(Provided records):
════════════════════

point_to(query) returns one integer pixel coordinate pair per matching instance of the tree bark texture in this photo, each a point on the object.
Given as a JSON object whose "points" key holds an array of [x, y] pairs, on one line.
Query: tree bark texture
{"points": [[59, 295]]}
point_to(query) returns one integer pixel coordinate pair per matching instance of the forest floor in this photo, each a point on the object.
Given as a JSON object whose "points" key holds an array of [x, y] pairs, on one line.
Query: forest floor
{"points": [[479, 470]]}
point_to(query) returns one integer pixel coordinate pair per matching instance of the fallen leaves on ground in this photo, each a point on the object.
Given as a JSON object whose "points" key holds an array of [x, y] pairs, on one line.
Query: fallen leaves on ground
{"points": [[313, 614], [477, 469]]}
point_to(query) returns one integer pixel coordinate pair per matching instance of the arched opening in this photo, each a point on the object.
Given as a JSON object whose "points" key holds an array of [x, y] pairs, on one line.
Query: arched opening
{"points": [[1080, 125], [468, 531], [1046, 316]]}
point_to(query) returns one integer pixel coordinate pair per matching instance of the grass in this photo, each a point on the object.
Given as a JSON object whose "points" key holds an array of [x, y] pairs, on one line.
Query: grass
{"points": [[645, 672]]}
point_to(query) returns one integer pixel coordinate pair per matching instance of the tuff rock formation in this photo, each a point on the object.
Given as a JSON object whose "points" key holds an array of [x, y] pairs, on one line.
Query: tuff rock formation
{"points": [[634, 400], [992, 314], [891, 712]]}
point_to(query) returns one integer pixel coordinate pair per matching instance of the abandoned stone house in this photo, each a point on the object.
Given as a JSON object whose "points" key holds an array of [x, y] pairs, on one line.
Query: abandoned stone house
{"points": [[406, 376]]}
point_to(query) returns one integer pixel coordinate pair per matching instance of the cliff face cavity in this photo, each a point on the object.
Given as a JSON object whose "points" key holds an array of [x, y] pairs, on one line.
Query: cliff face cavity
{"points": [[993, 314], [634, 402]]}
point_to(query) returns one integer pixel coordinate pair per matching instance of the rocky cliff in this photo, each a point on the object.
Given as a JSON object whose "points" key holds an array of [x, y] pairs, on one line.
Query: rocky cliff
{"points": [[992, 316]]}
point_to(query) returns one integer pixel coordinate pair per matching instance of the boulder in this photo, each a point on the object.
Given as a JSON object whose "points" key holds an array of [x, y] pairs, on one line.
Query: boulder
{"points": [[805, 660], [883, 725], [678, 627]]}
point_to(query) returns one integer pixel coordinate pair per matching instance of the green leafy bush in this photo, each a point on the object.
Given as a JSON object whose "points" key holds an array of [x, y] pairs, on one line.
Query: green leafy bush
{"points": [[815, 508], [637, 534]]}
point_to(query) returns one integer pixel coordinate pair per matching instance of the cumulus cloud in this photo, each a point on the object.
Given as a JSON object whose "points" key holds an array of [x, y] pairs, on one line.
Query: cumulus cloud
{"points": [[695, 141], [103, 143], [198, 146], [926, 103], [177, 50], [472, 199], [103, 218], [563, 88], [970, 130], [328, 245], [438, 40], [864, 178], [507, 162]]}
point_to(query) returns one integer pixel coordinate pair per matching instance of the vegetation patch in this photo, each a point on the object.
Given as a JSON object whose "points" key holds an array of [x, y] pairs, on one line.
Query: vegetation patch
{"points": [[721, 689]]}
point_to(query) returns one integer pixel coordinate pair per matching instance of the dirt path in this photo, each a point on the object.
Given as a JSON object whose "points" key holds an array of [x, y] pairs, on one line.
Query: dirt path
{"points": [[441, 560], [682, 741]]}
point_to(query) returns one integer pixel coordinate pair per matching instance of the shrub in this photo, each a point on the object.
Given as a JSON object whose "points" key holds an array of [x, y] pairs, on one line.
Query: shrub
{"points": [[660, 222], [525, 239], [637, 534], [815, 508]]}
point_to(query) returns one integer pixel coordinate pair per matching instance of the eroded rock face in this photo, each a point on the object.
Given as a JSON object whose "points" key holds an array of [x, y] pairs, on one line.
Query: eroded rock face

════════════════════

(Exercise aim): Return the records word for word, starting at the line that contains "of the green" and ending with the last line of the records, including both of those lines.

(Reply to the task):
point_to(query) returns one integer pixel coordinate pair per matching instance of the green leafy bush in this photo, each a point on the object.
Given as a JSON object whose "points" key holds an array of [x, y] pairs, on one line.
Query: green leafy bush
{"points": [[815, 508], [637, 534]]}
point_to(query) returns one integer pixel coordinate pair per matching instance of the cumulus cloud in this photo, each a point on the object.
Given as a JSON object whose "points" key holds an array of [x, y] pairs, on one line.
Query: cumulus cloud
{"points": [[695, 141], [103, 143], [198, 146], [926, 103], [177, 50], [472, 199], [103, 218], [563, 88], [970, 130], [328, 245], [438, 40], [864, 178], [507, 162]]}
point_to(query) returns one integer pixel coordinate pair per matching instance of the vegetation patch in this photo, each a point on the object.
Given as a JSON object whose "points" key holds an array of [x, y] pairs, on one line.
Query: vegetation patch
{"points": [[721, 689]]}
point_to(query) returns one integer pixel coordinate pair per matching instance of the dirt path in this photo, each a point on the object.
Given as a JSON object whose "points" key holds an array of [x, y] pairs, on one line.
Query: dirt path
{"points": [[441, 560], [682, 741]]}
point_to(query) returns one integer pixel coordinate pair per matching instance of the shrub in this photo, each a point on the object.
Given as a JSON object whose "points" key holds an array of [x, y] pairs, on one line.
Query: shrub
{"points": [[660, 222], [525, 239], [637, 534], [815, 508]]}
point_to(query) returns one integer pixel coordinate pair per matching instance of the eroded rock face in this photo, each a point on the object.
Given as a JSON object whose "points" key holds an array of [x, y] pairs, on one line.
Query: eroded rock face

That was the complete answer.